[Records from a dataset]
↓
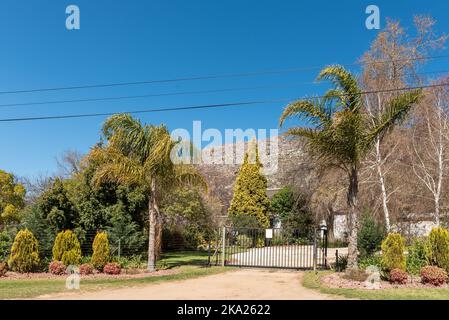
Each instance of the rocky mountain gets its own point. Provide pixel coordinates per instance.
(285, 163)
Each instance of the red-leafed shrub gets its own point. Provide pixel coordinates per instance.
(112, 268)
(3, 269)
(433, 275)
(86, 269)
(398, 276)
(56, 267)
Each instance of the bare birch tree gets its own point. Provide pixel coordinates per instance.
(430, 143)
(392, 63)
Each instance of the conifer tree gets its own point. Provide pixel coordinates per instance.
(250, 196)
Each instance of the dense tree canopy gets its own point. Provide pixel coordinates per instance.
(12, 197)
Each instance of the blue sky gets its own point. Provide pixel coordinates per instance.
(136, 40)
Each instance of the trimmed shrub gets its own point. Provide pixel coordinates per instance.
(244, 241)
(112, 268)
(67, 248)
(437, 248)
(398, 276)
(374, 260)
(3, 269)
(370, 235)
(57, 268)
(86, 269)
(433, 275)
(101, 253)
(416, 257)
(341, 263)
(356, 275)
(393, 256)
(24, 252)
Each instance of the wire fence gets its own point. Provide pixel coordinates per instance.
(130, 251)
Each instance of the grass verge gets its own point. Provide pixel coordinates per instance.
(313, 280)
(25, 289)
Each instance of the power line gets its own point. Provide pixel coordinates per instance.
(179, 93)
(207, 106)
(207, 77)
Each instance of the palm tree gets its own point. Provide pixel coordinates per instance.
(137, 154)
(340, 133)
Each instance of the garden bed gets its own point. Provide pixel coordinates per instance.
(337, 280)
(126, 274)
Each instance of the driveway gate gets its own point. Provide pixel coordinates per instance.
(274, 248)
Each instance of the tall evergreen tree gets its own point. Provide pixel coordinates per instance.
(250, 196)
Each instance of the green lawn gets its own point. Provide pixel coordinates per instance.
(186, 262)
(312, 280)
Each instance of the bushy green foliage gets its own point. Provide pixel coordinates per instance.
(5, 244)
(245, 222)
(437, 248)
(282, 203)
(67, 248)
(24, 252)
(398, 276)
(34, 220)
(433, 275)
(250, 197)
(370, 235)
(112, 268)
(188, 222)
(393, 256)
(372, 260)
(86, 269)
(416, 257)
(243, 241)
(12, 197)
(56, 268)
(57, 207)
(293, 212)
(101, 254)
(3, 269)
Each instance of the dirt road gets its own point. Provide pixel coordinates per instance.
(251, 284)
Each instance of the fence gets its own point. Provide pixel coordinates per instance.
(272, 248)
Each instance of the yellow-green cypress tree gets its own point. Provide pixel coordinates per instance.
(250, 190)
(101, 254)
(24, 252)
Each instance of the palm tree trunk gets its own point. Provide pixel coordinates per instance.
(352, 219)
(153, 221)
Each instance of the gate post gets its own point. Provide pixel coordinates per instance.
(223, 246)
(314, 251)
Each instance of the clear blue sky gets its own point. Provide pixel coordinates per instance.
(141, 40)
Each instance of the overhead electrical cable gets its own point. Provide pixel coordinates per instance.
(208, 106)
(206, 77)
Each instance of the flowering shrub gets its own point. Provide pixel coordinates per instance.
(112, 268)
(398, 276)
(56, 267)
(3, 269)
(86, 269)
(433, 275)
(393, 256)
(437, 248)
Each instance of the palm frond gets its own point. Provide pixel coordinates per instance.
(346, 84)
(127, 134)
(311, 110)
(117, 167)
(305, 132)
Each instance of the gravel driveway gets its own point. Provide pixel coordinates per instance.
(243, 284)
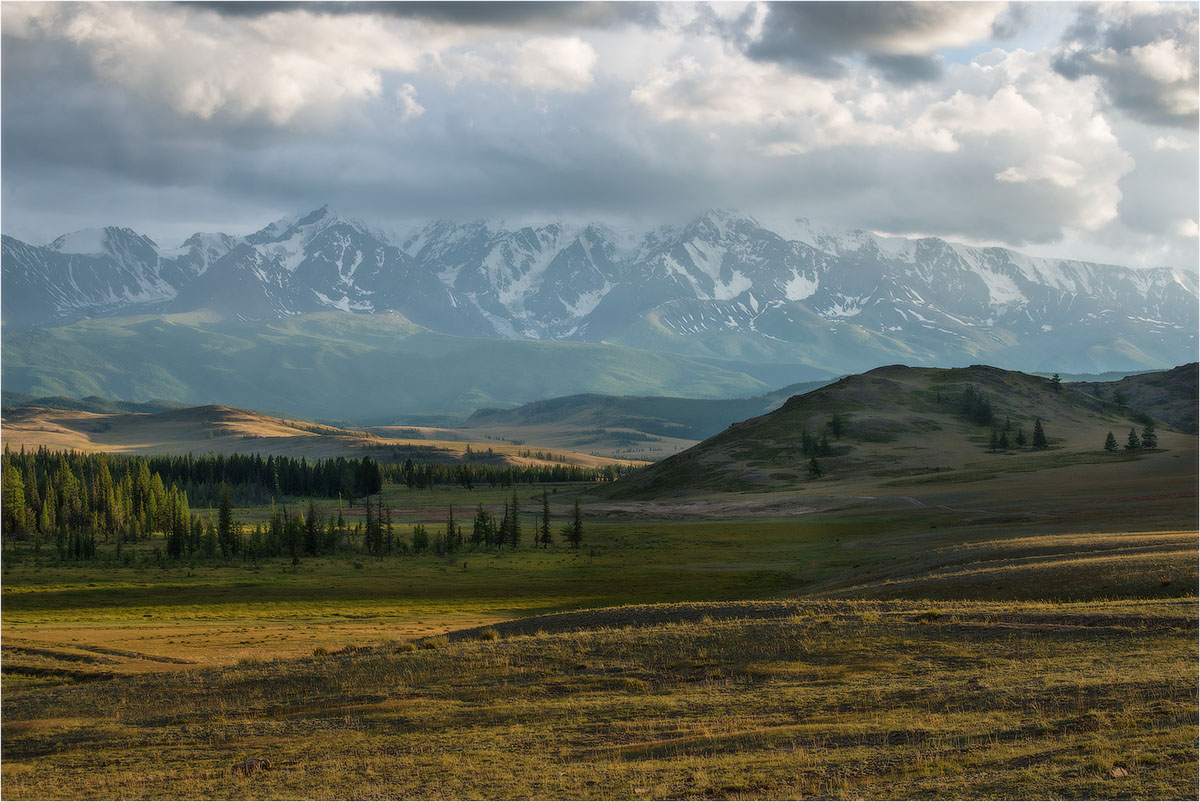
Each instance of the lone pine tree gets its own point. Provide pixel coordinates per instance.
(1039, 435)
(1149, 438)
(574, 531)
(545, 520)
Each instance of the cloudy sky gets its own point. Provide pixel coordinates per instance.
(1059, 129)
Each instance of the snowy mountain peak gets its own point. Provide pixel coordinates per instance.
(721, 286)
(97, 241)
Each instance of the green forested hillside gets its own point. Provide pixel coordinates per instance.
(899, 424)
(360, 367)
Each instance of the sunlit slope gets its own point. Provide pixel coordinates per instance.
(199, 430)
(901, 424)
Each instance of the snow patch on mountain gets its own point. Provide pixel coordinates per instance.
(801, 287)
(88, 241)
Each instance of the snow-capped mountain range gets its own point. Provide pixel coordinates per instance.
(721, 287)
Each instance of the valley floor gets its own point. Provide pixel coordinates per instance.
(1002, 638)
(835, 699)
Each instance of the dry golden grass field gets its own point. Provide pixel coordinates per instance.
(1014, 626)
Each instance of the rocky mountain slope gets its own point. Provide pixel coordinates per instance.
(721, 287)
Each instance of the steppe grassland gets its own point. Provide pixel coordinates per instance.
(1042, 545)
(841, 700)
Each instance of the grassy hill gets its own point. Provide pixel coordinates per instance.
(337, 365)
(227, 430)
(900, 425)
(91, 404)
(689, 418)
(1169, 396)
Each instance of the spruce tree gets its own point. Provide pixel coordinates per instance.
(574, 531)
(1149, 438)
(1039, 435)
(225, 525)
(515, 526)
(545, 520)
(1133, 442)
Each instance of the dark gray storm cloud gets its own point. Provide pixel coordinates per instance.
(820, 37)
(516, 13)
(102, 131)
(1146, 61)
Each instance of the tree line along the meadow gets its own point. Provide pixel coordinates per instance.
(71, 502)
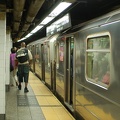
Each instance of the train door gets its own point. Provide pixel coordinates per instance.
(69, 55)
(42, 64)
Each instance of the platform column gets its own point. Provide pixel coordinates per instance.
(2, 63)
(8, 51)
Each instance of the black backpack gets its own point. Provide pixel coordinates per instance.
(22, 55)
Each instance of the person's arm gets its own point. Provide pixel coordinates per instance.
(30, 57)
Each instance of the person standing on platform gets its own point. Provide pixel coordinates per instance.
(24, 58)
(13, 79)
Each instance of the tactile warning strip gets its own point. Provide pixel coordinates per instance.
(23, 100)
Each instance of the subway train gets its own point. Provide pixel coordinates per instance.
↑
→ **Instructions for the task**: Output the data above in full and exactly, with every image left out.

→ **Result of this exercise**:
Each instance of the rocky mountain gets its own point. Provide pixel coordinates per instance.
(285, 163)
Each instance of the red-leafed shrub gets its own point. Provide pixel coordinates per instance.
(112, 268)
(3, 269)
(433, 275)
(86, 269)
(398, 276)
(56, 267)
Each instance of the bare birch tree gets its own point. Provide pixel coordinates per instance.
(430, 143)
(392, 63)
Each instance of the conifer tree gets its own point. Provide pixel coordinates per instance.
(250, 196)
Each instance of the dense tree canopy gets its own point. Provide pixel coordinates per instance.
(12, 197)
Each instance of the blue sky gets its own point. Provide pixel coordinates per instance.
(136, 40)
Each instance of the trimmed shrub gets its own point. Provide pixel coordinates per instance.
(244, 241)
(112, 268)
(67, 248)
(437, 248)
(398, 276)
(374, 260)
(3, 269)
(370, 235)
(57, 268)
(86, 269)
(433, 275)
(101, 253)
(416, 257)
(341, 263)
(356, 275)
(393, 256)
(24, 252)
Each instance of the wire fence gets its own point. Provide pixel coordinates per instance.
(130, 251)
Each instance of the grass verge gets its own point. Provide pixel coordinates per instance.
(313, 280)
(25, 289)
Each instance of the power line gets its own point. Provide pixel coordinates per instance.
(179, 93)
(207, 106)
(207, 77)
Each instance of the palm tree gets its own point. Provide pixel coordinates per instance.
(137, 154)
(340, 133)
Each instance of the garden bed gets its own point. Provide pixel coordinates per instance.
(337, 280)
(126, 274)
Each instance of the driveway gate gets its own point. Provide pixel coordinates per instance.
(274, 248)
Each instance of the tall evergreen tree gets its own point. Provide pixel coordinates per instance.
(250, 196)
Each instance of the green lawn gets its own point. Provide pixel coordinates per instance.
(186, 262)
(312, 280)
Each instance of the bushy green foliage gets its own point. Provide pixel coordinates per instance.
(5, 244)
(245, 222)
(437, 248)
(282, 203)
(67, 248)
(24, 252)
(398, 276)
(34, 220)
(433, 275)
(250, 197)
(370, 235)
(112, 268)
(188, 222)
(393, 256)
(372, 260)
(86, 269)
(416, 257)
(243, 241)
(12, 197)
(56, 268)
(57, 207)
(293, 212)
(101, 254)
(3, 269)
Each instance of the dirt road gets its own point. Provide pixel coordinates per instance.
(251, 284)
Each instance of the fence gets its own point. Provide pixel coordinates per instance.
(272, 248)
Each instance of the yellow-green cypress tree gets its own point. Provide pixel coordinates per instance.
(250, 190)
(101, 254)
(24, 252)
Each instance of the palm tree trunk gets its own point. Provide pixel coordinates per instance.
(352, 219)
(153, 221)
Each instance of the gate post gets its own point. Provide pixel coordinates per instance.
(223, 246)
(314, 251)
Each instance of the clear blue sky gets its own point. Provide pixel coordinates per instance.
(141, 40)
Each instance of the overhead electrical cable gets its own point. Provide pixel coordinates per instance.
(208, 106)
(206, 77)
Each instance of the flowering shrub gets its own point. Provide pixel coordinates per instance.
(112, 268)
(398, 276)
(56, 267)
(3, 269)
(86, 269)
(433, 275)
(393, 256)
(437, 248)
Each instance of the palm frond gets its own point. Provide pixel coordinates per instance.
(346, 84)
(127, 134)
(311, 110)
(117, 167)
(305, 132)
Each instance of the gravel driveway gets its own point. Provide pixel coordinates per instance.
(243, 284)
Each instance of the lone pine tree gets its own point. Provide pixel coordinates per instance.
(1039, 435)
(1149, 438)
(574, 531)
(545, 520)
Each instance of the cloudy sky gets its own point. Provide pixel coordinates per instance.
(1059, 129)
Each instance of the snowy mountain peak gets its own point. Provide pixel coordinates per instance.
(721, 286)
(97, 241)
Each instance of the green forested hillside gets its own point. Provide pixel coordinates per instance.
(899, 424)
(360, 367)
Each instance of the sunlit slope gets its own point. Provide pixel coordinates per instance.
(199, 430)
(901, 424)
Each instance of the snow patch on mountain gets its own point. Provide pixel coordinates per instance.
(801, 287)
(88, 241)
Each instance of the snow-capped mountain range gets its own point. Provide pixel coordinates per instance.
(721, 287)
Each instance of the valley floor gets its own point. Provide pixel coordinates per instance.
(1002, 638)
(835, 699)
Each instance of the dry golden grass field gets its own point. Provide pixel coordinates per instance.
(1014, 626)
Each instance of the rocky mountain slope gets its own point. Provide pixel coordinates per instance.
(721, 287)
Each instance of the steppe grassland gets its own point. Provide pixel coordinates per instance.
(1042, 545)
(841, 700)
Each instance of the grassy hill gets its own point. Provide pixel coordinates per instance.
(337, 365)
(227, 430)
(900, 425)
(91, 404)
(689, 418)
(1169, 396)
Each instance of the spruce tree gets its own point. Provide pixel coordinates per instance.
(574, 531)
(1149, 438)
(1039, 435)
(225, 525)
(515, 526)
(545, 520)
(1133, 442)
Each instance of the dark gray storm cloud gets its own point. Provide pixel coordinates per instance.
(820, 37)
(516, 13)
(102, 131)
(1146, 61)
Each instance of the tree line along the meadow gets its own point. Provide pixel coordinates per instance.
(71, 502)
Each instance of the train door gets its own point. Provide pixel coordinates per instance.
(69, 55)
(42, 64)
Each instance of the platform column gets its own point. Provide pixel coordinates per instance.
(2, 63)
(8, 51)
Each instance of the black backpack gets its own point. Provide pixel coordinates per instance.
(22, 55)
Each instance of the person's arm gets its own point. Provide pixel coordinates per instance.
(30, 57)
Each instance of the person standing on platform gets its own point. Provide pixel coordinates per instance.
(24, 58)
(13, 79)
Each instance of the tactile warning strip gets its own point. Provide pixel coordinates per instance.
(23, 100)
Each instance of the subway train gets its own point. Provide pixel coordinates per instance.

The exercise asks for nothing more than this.